**TEXTE FOURNI**

--- --- ---

Ainsi continue notre voyage à travers le cinéma de Jean Rollin, auteur s'il en est. Après un échec commercial cuisant ("La rose de fer"), il tourne "Les démoniaques", épopée aux portes du nanar sur le calvaire de deux naufragées. Le film se vend mieux que son grand frère et offre à Rollin l'opportunité de tourner à nouveau un film fantastique. Ajoutez aussi à cela le tournage de deux films érotiques (que l'on a brièvement évoqué dans les dernières critiques) qui a permis de pas mal renflouer les caisses.

--- --- ---

**LIGNES**
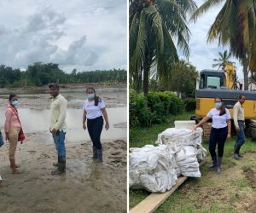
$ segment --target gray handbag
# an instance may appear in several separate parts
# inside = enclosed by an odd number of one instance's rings
[[[3,142],[2,132],[0,131],[0,147],[2,147],[3,144],[4,144],[4,142]]]

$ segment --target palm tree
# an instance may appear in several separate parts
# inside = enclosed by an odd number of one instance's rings
[[[224,3],[212,25],[207,41],[218,39],[219,44],[229,44],[230,53],[242,63],[245,89],[248,89],[248,68],[256,68],[256,1],[207,0],[192,15],[199,15],[212,7]]]
[[[145,95],[152,66],[156,66],[159,79],[164,80],[178,61],[173,38],[189,55],[186,14],[195,9],[193,0],[130,0],[129,67],[133,80],[143,76]]]
[[[224,70],[227,64],[233,64],[233,62],[229,60],[229,59],[231,57],[231,53],[228,54],[227,50],[224,50],[224,53],[218,52],[218,59],[213,59],[213,61],[217,63],[213,64],[212,67],[218,66],[218,69],[222,67],[222,70]]]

--- --- ---

Dans la critique sur le cinéma de Jean Rollin, recopiez tout ce qui va de « Ainsi continue notre » jusqu'à « renflouer les caisses. », en substituant « coffres » à « caisses ».

Ainsi continue notre voyage à travers le cinéma de Jean Rollin, auteur s'il en est. Après un échec commercial cuisant ("La rose de fer"), il tourne "Les démoniaques", épopée aux portes du nanar sur le calvaire de deux naufragées. Le film se vend mieux que son grand frère et offre à Rollin l'opportunité de tourner à nouveau un film fantastique. Ajoutez aussi à cela le tournage de deux films érotiques (que l'on a brièvement évoqué dans les dernières critiques) qui a permis de pas mal renflouer les coffres.